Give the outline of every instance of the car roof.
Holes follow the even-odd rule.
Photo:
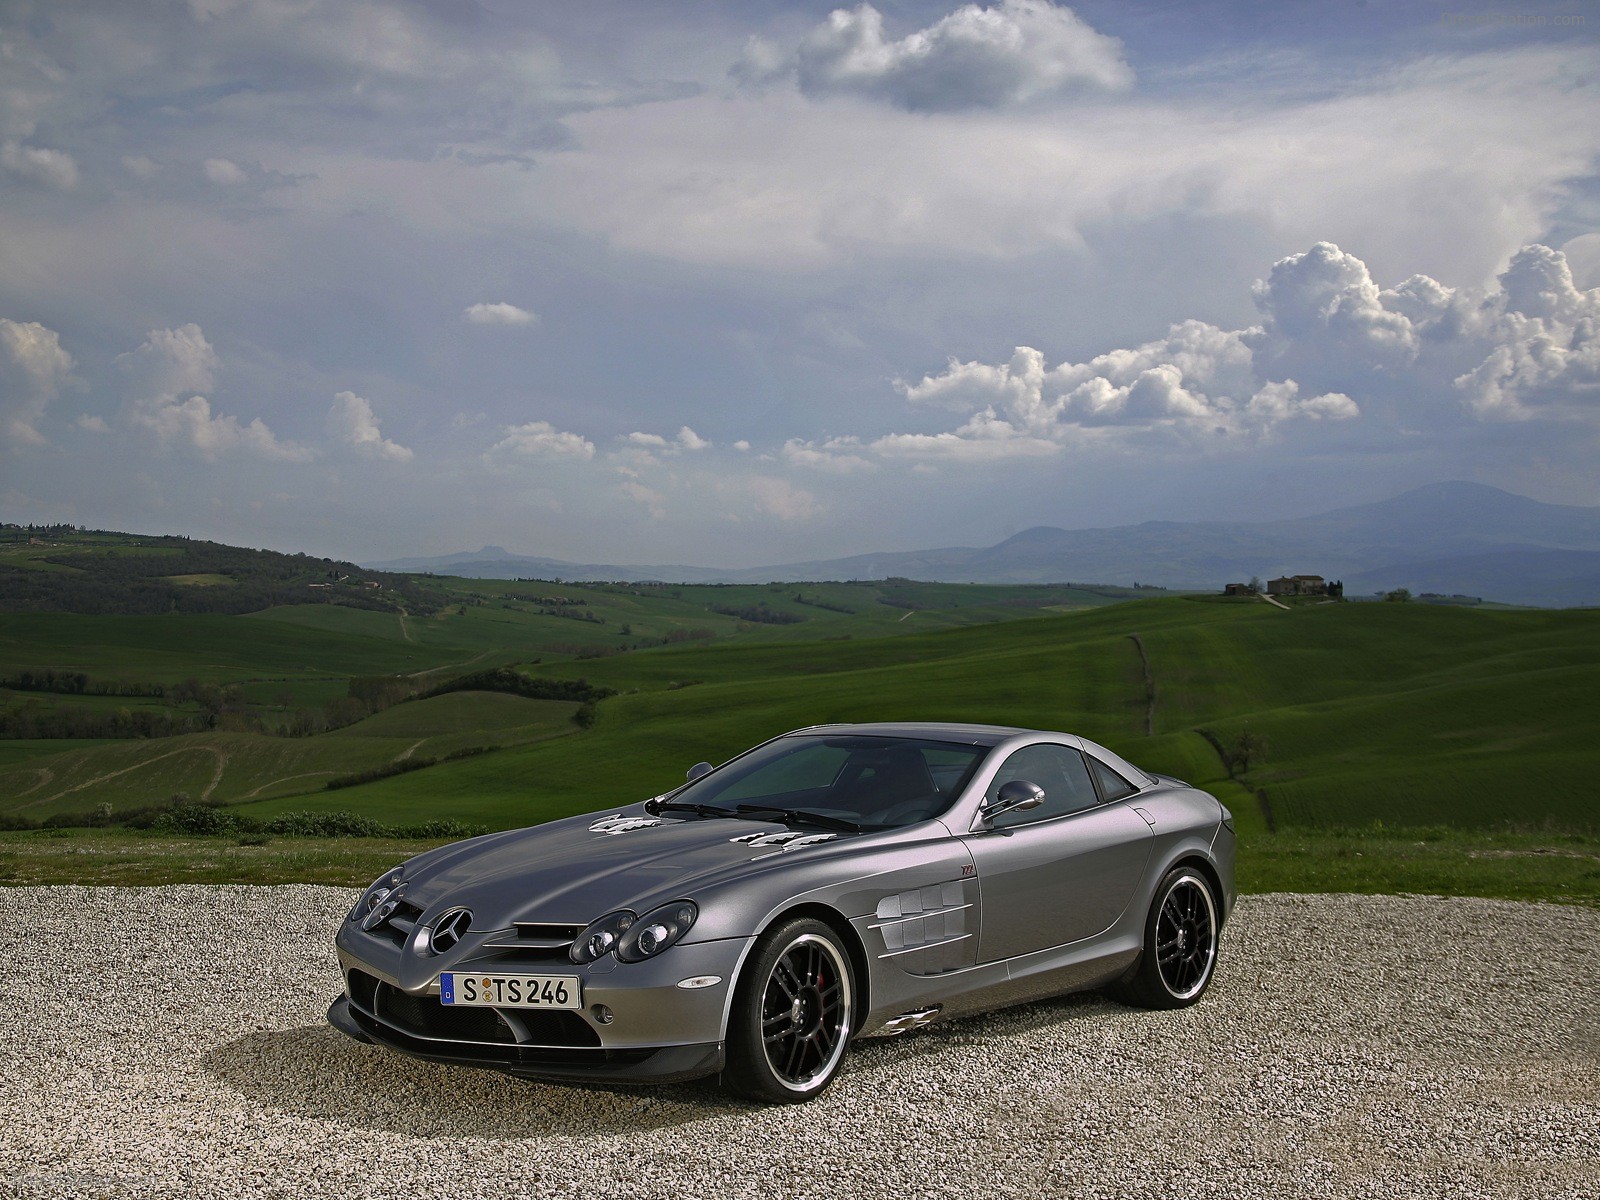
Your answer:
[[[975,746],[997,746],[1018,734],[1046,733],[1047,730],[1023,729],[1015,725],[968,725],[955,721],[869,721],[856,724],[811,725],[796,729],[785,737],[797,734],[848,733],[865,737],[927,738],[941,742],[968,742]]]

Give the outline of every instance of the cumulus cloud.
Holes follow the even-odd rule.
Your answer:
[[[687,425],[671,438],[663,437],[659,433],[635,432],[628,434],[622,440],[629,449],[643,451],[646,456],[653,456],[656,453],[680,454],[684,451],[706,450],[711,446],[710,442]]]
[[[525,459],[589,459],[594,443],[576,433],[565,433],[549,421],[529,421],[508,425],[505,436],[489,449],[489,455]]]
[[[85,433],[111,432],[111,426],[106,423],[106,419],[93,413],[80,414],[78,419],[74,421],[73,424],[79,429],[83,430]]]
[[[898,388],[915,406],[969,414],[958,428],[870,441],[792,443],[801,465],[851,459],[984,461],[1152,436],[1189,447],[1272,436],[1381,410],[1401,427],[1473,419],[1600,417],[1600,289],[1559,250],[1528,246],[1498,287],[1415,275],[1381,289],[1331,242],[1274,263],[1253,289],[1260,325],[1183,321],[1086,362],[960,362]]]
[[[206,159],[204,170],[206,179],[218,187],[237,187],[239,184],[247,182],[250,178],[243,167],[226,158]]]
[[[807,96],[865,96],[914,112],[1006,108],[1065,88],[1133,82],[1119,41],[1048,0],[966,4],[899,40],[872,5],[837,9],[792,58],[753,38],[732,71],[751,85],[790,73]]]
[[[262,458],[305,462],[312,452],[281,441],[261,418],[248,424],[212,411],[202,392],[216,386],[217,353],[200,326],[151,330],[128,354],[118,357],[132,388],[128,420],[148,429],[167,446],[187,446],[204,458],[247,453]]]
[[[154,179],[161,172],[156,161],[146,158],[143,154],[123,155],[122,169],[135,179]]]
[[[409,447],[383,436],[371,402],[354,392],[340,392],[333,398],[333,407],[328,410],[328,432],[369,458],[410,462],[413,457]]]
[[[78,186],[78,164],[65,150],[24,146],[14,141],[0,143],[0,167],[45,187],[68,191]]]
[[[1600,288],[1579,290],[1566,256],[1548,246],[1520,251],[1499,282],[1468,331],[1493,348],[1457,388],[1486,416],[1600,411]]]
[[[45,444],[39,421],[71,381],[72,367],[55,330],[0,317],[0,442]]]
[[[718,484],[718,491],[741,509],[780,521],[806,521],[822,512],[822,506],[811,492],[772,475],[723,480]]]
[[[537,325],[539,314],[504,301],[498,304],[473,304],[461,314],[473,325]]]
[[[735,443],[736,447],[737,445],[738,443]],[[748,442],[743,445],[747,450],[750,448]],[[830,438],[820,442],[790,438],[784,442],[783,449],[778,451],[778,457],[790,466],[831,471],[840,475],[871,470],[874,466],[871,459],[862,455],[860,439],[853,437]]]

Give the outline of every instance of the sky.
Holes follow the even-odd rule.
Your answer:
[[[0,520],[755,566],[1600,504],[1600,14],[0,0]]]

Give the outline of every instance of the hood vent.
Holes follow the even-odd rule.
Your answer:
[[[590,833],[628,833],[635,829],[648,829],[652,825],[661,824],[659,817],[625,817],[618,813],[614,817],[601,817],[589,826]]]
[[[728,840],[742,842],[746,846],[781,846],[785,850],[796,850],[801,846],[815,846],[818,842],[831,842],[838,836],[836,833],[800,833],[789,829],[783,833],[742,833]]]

● ● ●

Brief – From the records above, return each line where "instance" occurs.

Exercise answer –
Give the outline of every instance of the car roof.
Give the outline of every instance of the cumulus cloud.
Give the outline of every instance of the sky.
Give the outline of every instance of the hood vent.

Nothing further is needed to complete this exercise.